Exercise details: Please count the lines in the items below that contain the string "brown", treating uppercase and lowercase as different, and reply with only that number.

Extracted records:
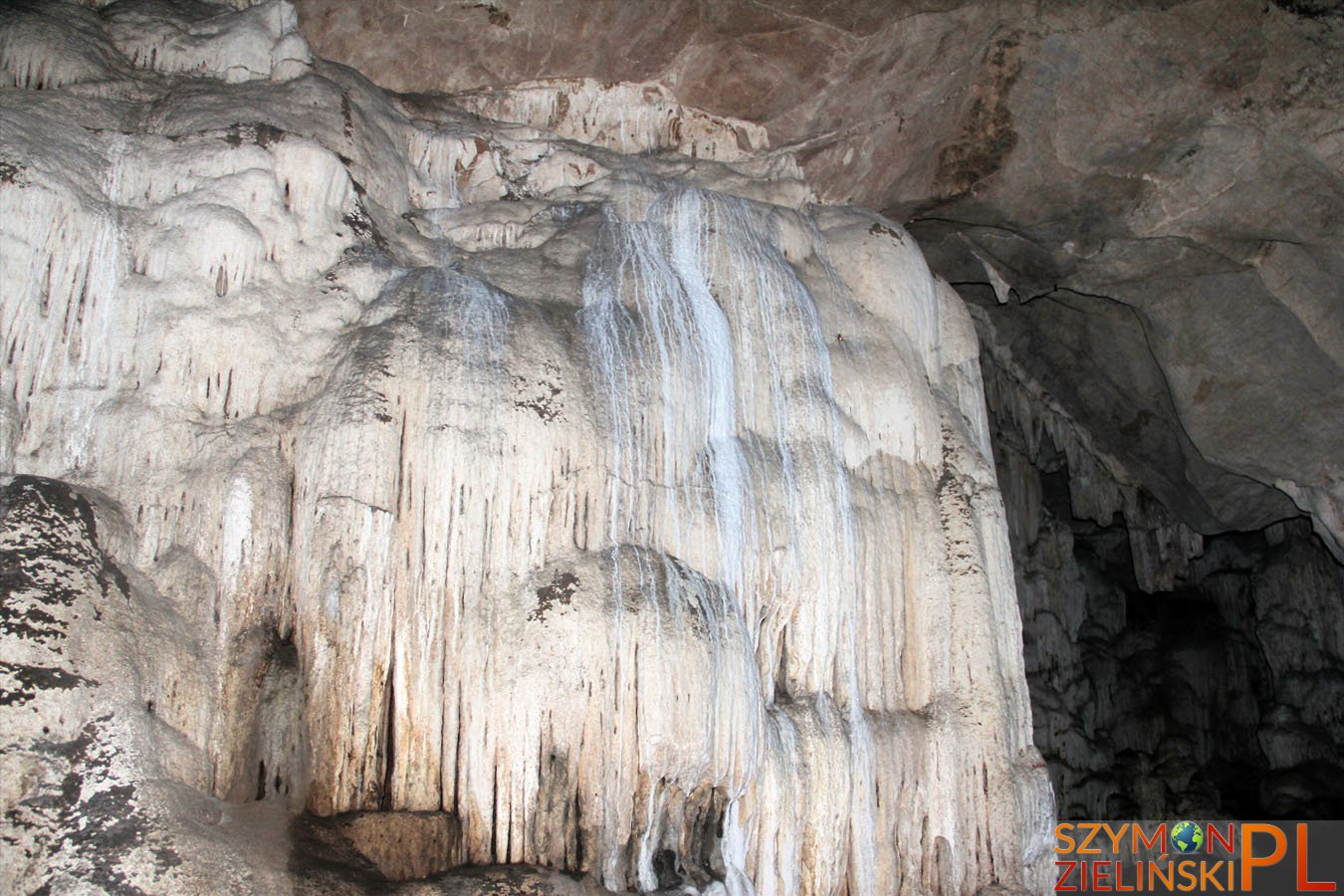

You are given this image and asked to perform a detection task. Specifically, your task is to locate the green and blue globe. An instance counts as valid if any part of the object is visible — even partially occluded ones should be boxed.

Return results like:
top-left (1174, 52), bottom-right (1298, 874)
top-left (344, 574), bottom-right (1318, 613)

top-left (1172, 820), bottom-right (1205, 853)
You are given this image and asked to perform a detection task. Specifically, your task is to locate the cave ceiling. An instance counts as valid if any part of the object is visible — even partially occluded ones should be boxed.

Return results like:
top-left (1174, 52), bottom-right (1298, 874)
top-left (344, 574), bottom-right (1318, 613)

top-left (297, 0), bottom-right (1344, 558)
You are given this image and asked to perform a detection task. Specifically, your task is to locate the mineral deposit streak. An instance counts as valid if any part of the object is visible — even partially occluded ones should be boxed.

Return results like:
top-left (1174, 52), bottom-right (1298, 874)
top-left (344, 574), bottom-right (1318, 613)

top-left (580, 189), bottom-right (875, 896)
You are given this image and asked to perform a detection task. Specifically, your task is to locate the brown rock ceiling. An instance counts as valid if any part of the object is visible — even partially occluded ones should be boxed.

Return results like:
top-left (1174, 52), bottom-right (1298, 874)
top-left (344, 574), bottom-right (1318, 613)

top-left (297, 0), bottom-right (1344, 557)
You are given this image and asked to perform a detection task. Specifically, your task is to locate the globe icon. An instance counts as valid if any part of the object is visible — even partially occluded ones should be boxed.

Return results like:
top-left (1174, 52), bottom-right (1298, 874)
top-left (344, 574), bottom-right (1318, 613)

top-left (1172, 820), bottom-right (1205, 853)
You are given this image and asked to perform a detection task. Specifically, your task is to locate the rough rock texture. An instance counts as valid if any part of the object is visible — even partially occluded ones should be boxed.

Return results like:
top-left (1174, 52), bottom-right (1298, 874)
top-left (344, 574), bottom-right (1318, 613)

top-left (983, 352), bottom-right (1344, 818)
top-left (299, 0), bottom-right (1344, 559)
top-left (0, 0), bottom-right (1052, 893)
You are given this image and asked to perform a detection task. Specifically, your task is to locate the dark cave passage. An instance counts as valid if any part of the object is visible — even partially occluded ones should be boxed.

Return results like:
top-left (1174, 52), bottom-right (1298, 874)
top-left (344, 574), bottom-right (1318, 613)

top-left (986, 358), bottom-right (1344, 820)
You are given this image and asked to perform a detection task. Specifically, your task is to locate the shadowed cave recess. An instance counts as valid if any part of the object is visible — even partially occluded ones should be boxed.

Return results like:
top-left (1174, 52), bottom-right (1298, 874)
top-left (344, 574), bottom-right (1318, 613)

top-left (0, 0), bottom-right (1344, 896)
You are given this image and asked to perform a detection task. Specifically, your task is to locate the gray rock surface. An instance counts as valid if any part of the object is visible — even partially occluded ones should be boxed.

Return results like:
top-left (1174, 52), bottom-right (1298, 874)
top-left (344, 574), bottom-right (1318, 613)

top-left (299, 0), bottom-right (1344, 559)
top-left (0, 0), bottom-right (1052, 896)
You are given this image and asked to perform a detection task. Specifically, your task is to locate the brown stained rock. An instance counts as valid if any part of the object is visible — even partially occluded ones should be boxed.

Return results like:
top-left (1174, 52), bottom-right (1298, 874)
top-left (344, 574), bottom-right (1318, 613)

top-left (338, 811), bottom-right (460, 880)
top-left (297, 0), bottom-right (1344, 557)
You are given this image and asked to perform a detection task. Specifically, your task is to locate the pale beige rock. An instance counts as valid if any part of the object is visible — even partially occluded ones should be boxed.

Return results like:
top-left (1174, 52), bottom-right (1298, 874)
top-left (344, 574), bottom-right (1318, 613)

top-left (0, 7), bottom-right (1051, 893)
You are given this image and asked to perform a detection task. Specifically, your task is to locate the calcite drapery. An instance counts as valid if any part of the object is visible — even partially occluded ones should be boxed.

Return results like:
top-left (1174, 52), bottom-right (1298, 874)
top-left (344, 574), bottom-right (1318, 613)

top-left (0, 4), bottom-right (1051, 893)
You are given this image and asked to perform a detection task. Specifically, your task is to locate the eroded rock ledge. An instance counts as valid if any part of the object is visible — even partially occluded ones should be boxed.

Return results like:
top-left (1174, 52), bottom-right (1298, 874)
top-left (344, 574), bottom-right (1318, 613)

top-left (0, 1), bottom-right (1052, 893)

Result of the exercise: 2